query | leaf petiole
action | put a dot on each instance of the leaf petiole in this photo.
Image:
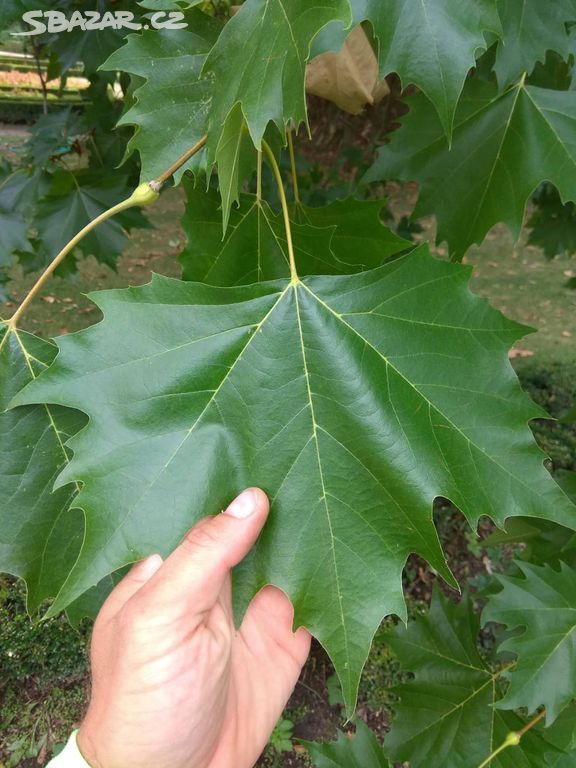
(513, 739)
(145, 194)
(284, 203)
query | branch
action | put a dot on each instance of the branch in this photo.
(513, 739)
(145, 194)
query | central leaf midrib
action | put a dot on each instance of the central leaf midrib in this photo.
(324, 492)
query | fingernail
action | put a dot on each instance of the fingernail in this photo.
(243, 506)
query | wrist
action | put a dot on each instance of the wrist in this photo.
(87, 747)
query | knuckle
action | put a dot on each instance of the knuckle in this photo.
(202, 537)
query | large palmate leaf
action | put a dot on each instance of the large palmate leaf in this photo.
(452, 696)
(346, 237)
(504, 146)
(431, 44)
(353, 401)
(259, 62)
(530, 29)
(544, 604)
(359, 751)
(39, 537)
(174, 100)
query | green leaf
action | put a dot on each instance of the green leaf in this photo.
(431, 44)
(530, 29)
(544, 542)
(342, 238)
(504, 146)
(360, 239)
(552, 225)
(451, 693)
(72, 201)
(259, 62)
(451, 697)
(39, 537)
(360, 751)
(174, 100)
(13, 237)
(299, 387)
(544, 603)
(53, 135)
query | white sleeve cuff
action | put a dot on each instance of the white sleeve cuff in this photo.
(70, 757)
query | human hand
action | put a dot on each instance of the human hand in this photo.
(173, 684)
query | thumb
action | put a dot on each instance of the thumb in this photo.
(192, 577)
(137, 576)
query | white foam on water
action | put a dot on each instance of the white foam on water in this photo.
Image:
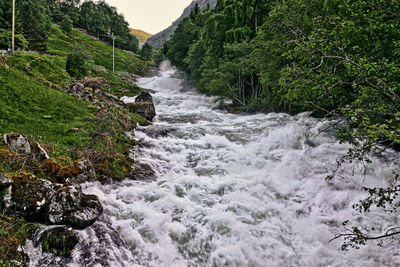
(241, 190)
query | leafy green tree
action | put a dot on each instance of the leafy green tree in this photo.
(5, 27)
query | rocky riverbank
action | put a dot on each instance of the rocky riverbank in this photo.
(39, 187)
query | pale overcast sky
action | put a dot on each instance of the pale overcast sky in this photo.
(151, 16)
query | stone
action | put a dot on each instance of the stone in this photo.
(143, 172)
(39, 152)
(59, 241)
(144, 97)
(17, 143)
(78, 87)
(4, 181)
(69, 206)
(96, 83)
(40, 200)
(143, 106)
(30, 196)
(21, 144)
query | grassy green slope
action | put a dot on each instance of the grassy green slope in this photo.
(28, 105)
(32, 103)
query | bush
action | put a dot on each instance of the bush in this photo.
(76, 65)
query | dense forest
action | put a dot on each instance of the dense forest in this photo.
(335, 58)
(34, 18)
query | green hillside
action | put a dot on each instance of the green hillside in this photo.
(33, 103)
(142, 36)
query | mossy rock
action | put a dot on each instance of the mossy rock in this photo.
(59, 240)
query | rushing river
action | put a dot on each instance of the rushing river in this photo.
(234, 190)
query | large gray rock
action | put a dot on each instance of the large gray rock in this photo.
(143, 106)
(40, 200)
(17, 143)
(159, 39)
(21, 144)
(58, 240)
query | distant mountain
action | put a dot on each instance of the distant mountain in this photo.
(141, 35)
(158, 39)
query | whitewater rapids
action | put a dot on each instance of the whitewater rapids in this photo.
(234, 190)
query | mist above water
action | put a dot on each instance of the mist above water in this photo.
(237, 190)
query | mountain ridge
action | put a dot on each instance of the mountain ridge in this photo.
(158, 39)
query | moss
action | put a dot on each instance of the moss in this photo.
(59, 241)
(13, 233)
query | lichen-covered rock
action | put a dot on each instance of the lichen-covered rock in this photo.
(4, 181)
(30, 196)
(40, 200)
(143, 106)
(69, 206)
(39, 152)
(21, 144)
(96, 83)
(5, 191)
(58, 240)
(17, 143)
(143, 172)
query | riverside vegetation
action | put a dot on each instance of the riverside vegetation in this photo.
(336, 58)
(72, 109)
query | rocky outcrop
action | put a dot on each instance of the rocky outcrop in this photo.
(21, 144)
(93, 90)
(143, 106)
(58, 240)
(40, 200)
(159, 39)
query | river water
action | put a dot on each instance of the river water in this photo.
(234, 190)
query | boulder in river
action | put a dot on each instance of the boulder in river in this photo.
(17, 143)
(40, 200)
(143, 106)
(58, 240)
(21, 144)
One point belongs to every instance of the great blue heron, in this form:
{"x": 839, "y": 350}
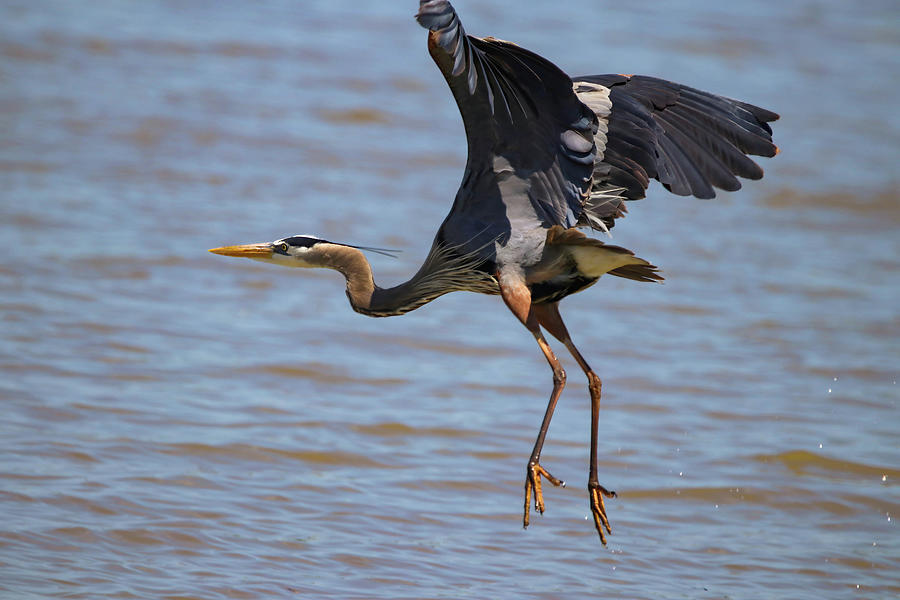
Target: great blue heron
{"x": 547, "y": 154}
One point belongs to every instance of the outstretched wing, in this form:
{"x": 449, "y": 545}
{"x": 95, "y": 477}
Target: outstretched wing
{"x": 689, "y": 140}
{"x": 530, "y": 140}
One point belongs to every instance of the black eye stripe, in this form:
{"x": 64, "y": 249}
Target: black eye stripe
{"x": 302, "y": 241}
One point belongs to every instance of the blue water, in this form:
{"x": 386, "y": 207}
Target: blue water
{"x": 181, "y": 425}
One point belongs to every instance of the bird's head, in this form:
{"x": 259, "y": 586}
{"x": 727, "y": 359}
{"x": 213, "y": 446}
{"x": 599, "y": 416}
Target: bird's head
{"x": 306, "y": 251}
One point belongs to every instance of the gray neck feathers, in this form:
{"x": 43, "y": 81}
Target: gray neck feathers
{"x": 443, "y": 271}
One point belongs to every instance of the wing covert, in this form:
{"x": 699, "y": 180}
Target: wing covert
{"x": 530, "y": 140}
{"x": 689, "y": 140}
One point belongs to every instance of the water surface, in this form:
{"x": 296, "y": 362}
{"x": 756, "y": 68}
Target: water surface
{"x": 180, "y": 425}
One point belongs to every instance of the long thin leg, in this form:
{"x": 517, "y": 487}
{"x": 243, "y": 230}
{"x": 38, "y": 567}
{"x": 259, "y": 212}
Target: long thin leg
{"x": 548, "y": 316}
{"x": 518, "y": 299}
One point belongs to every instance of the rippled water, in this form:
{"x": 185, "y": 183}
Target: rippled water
{"x": 179, "y": 425}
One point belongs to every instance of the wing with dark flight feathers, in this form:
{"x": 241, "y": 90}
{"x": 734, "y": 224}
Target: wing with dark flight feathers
{"x": 530, "y": 140}
{"x": 691, "y": 141}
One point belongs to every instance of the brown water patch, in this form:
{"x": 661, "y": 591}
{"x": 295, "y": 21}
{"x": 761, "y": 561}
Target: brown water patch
{"x": 321, "y": 373}
{"x": 403, "y": 430}
{"x": 354, "y": 116}
{"x": 229, "y": 452}
{"x": 803, "y": 462}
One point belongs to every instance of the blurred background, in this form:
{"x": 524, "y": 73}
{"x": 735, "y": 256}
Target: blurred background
{"x": 178, "y": 424}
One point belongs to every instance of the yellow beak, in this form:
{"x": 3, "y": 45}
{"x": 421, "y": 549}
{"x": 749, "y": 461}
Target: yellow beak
{"x": 245, "y": 251}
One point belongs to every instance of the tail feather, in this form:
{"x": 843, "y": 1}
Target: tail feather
{"x": 645, "y": 272}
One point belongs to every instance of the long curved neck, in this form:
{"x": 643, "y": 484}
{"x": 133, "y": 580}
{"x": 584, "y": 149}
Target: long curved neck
{"x": 440, "y": 274}
{"x": 369, "y": 299}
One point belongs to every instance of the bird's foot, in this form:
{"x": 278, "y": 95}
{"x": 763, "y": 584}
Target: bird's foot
{"x": 533, "y": 475}
{"x": 598, "y": 509}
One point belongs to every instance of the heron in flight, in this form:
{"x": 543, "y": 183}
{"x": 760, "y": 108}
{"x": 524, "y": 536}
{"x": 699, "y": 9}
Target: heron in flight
{"x": 548, "y": 155}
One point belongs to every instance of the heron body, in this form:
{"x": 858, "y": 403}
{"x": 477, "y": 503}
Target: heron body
{"x": 548, "y": 156}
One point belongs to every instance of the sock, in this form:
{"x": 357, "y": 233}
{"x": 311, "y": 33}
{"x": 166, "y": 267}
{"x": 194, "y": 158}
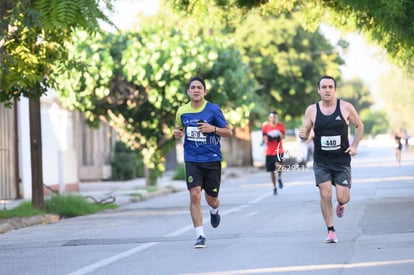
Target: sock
{"x": 213, "y": 210}
{"x": 199, "y": 231}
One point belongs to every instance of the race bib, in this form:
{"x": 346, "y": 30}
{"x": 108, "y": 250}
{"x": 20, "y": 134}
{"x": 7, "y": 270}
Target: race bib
{"x": 330, "y": 143}
{"x": 194, "y": 134}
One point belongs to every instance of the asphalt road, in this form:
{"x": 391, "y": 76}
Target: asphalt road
{"x": 259, "y": 234}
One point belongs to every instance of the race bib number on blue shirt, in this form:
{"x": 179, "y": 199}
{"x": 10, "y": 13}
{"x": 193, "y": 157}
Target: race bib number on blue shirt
{"x": 194, "y": 134}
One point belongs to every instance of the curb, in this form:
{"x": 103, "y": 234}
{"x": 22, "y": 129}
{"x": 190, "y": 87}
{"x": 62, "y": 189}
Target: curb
{"x": 20, "y": 222}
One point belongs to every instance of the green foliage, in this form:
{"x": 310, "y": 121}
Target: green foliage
{"x": 66, "y": 206}
{"x": 33, "y": 35}
{"x": 25, "y": 209}
{"x": 375, "y": 122}
{"x": 73, "y": 205}
{"x": 395, "y": 89}
{"x": 355, "y": 92}
{"x": 286, "y": 60}
{"x": 387, "y": 22}
{"x": 135, "y": 82}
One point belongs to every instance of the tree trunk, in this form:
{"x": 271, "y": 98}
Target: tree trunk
{"x": 36, "y": 154}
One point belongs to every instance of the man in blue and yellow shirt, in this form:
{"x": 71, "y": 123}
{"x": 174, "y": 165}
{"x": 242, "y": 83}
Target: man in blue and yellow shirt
{"x": 202, "y": 124}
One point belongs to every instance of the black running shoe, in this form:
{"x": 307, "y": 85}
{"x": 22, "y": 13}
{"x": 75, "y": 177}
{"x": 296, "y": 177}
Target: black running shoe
{"x": 280, "y": 183}
{"x": 200, "y": 242}
{"x": 215, "y": 219}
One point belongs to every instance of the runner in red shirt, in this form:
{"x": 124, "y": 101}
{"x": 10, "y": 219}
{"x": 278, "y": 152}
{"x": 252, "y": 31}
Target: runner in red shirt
{"x": 273, "y": 133}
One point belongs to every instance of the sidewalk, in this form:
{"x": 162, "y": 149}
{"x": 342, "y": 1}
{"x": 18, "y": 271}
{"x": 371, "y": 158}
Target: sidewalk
{"x": 118, "y": 192}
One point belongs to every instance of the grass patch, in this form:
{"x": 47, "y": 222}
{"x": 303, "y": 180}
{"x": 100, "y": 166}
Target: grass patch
{"x": 63, "y": 205}
{"x": 25, "y": 209}
{"x": 151, "y": 189}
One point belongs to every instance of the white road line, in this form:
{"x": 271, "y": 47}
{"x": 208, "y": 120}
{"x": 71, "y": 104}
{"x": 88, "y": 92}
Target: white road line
{"x": 93, "y": 267}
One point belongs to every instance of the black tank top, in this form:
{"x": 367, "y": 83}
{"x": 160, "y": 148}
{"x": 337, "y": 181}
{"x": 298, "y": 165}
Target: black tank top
{"x": 331, "y": 137}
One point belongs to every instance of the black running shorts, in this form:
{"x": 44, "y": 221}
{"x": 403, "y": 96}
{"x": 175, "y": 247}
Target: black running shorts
{"x": 204, "y": 174}
{"x": 336, "y": 173}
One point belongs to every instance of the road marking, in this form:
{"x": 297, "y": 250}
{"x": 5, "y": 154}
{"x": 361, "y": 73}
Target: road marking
{"x": 304, "y": 268}
{"x": 113, "y": 259}
{"x": 93, "y": 267}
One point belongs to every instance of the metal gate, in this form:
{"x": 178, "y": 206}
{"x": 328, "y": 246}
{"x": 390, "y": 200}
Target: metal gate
{"x": 7, "y": 153}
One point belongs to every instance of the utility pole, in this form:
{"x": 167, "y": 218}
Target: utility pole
{"x": 36, "y": 153}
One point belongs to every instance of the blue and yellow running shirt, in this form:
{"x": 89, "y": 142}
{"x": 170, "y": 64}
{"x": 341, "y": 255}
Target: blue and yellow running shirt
{"x": 199, "y": 147}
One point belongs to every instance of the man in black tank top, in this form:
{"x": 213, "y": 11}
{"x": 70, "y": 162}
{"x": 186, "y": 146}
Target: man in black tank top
{"x": 329, "y": 121}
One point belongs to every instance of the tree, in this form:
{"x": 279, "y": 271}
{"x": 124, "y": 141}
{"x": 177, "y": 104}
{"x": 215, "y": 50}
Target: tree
{"x": 135, "y": 82}
{"x": 356, "y": 92}
{"x": 286, "y": 60}
{"x": 394, "y": 92}
{"x": 32, "y": 39}
{"x": 387, "y": 22}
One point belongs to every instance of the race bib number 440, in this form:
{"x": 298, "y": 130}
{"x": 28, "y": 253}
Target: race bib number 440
{"x": 330, "y": 143}
{"x": 194, "y": 134}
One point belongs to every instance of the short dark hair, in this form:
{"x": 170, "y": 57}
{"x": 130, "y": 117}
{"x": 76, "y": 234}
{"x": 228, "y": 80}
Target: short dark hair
{"x": 199, "y": 78}
{"x": 326, "y": 77}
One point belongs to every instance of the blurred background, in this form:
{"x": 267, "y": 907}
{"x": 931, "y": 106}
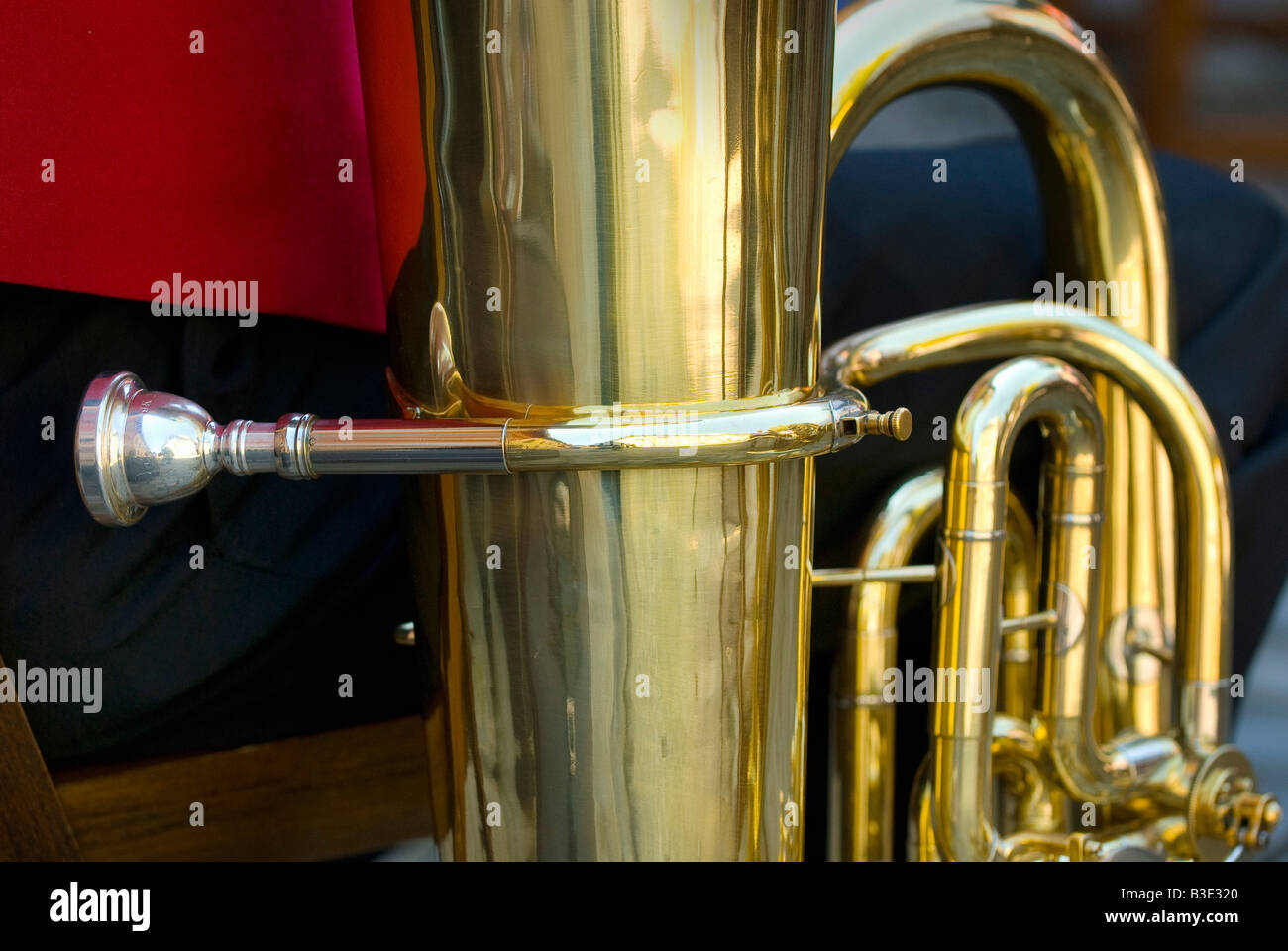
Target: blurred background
{"x": 1210, "y": 81}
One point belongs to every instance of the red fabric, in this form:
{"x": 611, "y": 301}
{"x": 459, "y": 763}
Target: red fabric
{"x": 386, "y": 51}
{"x": 222, "y": 165}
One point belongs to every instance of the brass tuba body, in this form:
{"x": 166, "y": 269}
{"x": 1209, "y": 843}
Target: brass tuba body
{"x": 605, "y": 355}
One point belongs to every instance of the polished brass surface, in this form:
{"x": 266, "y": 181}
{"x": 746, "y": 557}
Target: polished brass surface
{"x": 1201, "y": 483}
{"x": 606, "y": 361}
{"x": 1106, "y": 224}
{"x": 642, "y": 182}
{"x": 861, "y": 804}
{"x": 137, "y": 448}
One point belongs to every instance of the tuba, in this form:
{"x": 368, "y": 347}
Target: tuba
{"x": 608, "y": 390}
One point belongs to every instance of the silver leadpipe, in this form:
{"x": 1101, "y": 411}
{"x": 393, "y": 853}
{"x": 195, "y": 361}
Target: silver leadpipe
{"x": 137, "y": 448}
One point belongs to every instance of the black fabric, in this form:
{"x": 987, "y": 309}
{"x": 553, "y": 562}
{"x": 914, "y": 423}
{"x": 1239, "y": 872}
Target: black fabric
{"x": 301, "y": 581}
{"x": 304, "y": 582}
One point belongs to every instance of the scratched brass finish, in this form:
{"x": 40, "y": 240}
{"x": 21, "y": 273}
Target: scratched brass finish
{"x": 1104, "y": 224}
{"x": 605, "y": 357}
{"x": 861, "y": 806}
{"x": 642, "y": 182}
{"x": 1150, "y": 781}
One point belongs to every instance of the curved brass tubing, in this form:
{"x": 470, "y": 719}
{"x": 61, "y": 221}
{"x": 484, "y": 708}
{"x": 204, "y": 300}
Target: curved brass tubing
{"x": 995, "y": 331}
{"x": 969, "y": 630}
{"x": 1106, "y": 224}
{"x": 862, "y": 750}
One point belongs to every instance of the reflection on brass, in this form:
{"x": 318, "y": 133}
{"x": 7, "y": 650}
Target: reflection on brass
{"x": 605, "y": 356}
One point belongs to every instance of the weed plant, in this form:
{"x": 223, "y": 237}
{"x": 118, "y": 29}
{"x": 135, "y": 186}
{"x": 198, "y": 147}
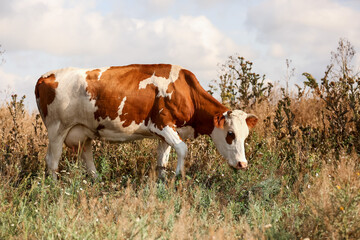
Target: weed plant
{"x": 303, "y": 180}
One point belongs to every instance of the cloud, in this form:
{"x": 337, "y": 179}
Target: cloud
{"x": 80, "y": 30}
{"x": 305, "y": 31}
{"x": 304, "y": 26}
{"x": 65, "y": 33}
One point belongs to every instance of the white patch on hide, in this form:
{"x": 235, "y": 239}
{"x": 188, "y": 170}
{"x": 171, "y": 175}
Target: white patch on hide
{"x": 162, "y": 83}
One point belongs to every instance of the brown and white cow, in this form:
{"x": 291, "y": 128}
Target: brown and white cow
{"x": 132, "y": 102}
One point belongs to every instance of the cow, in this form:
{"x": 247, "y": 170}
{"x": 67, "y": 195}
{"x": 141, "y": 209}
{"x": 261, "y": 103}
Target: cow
{"x": 126, "y": 103}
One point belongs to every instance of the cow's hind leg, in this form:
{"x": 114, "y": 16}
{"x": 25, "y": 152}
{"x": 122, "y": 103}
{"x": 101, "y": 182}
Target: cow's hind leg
{"x": 163, "y": 158}
{"x": 53, "y": 155}
{"x": 87, "y": 157}
{"x": 81, "y": 136}
{"x": 173, "y": 139}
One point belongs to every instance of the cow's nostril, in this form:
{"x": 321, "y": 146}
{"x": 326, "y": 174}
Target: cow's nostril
{"x": 241, "y": 165}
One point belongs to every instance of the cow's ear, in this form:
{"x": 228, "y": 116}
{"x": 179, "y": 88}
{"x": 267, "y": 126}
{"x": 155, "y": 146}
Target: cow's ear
{"x": 251, "y": 120}
{"x": 219, "y": 121}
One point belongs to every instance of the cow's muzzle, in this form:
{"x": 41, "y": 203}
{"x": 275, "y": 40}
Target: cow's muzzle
{"x": 241, "y": 165}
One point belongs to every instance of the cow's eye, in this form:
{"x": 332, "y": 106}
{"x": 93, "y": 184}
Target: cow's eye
{"x": 231, "y": 134}
{"x": 230, "y": 137}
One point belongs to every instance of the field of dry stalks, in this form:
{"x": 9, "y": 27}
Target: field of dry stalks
{"x": 303, "y": 179}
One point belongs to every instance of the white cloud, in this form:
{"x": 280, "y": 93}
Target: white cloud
{"x": 305, "y": 31}
{"x": 78, "y": 34}
{"x": 50, "y": 27}
{"x": 311, "y": 27}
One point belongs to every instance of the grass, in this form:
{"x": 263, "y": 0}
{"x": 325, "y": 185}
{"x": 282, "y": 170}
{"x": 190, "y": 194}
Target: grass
{"x": 303, "y": 180}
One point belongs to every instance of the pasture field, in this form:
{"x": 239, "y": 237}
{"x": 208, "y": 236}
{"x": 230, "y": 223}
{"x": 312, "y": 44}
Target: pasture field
{"x": 303, "y": 180}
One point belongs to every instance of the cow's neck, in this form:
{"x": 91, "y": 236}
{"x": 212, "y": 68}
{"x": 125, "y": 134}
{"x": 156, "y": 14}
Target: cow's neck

_Stated goal_
Take the line in which "One point belongs to every instance of the grass, in" occurs and each subsequent line through the end; give these lines again without alteration.

_Exercise answer_
One point belongs to every instance of the grass, in this form:
{"x": 263, "y": 0}
{"x": 325, "y": 185}
{"x": 282, "y": 170}
{"x": 190, "y": 194}
Target: grass
{"x": 303, "y": 180}
One point belongs to every instance of the pasture field, in this form:
{"x": 239, "y": 237}
{"x": 208, "y": 236}
{"x": 230, "y": 223}
{"x": 312, "y": 44}
Target: pasture field
{"x": 303, "y": 180}
One point belongs to every instance of the cow's neck, in this form:
{"x": 91, "y": 236}
{"x": 212, "y": 68}
{"x": 125, "y": 134}
{"x": 156, "y": 14}
Target: cow's neck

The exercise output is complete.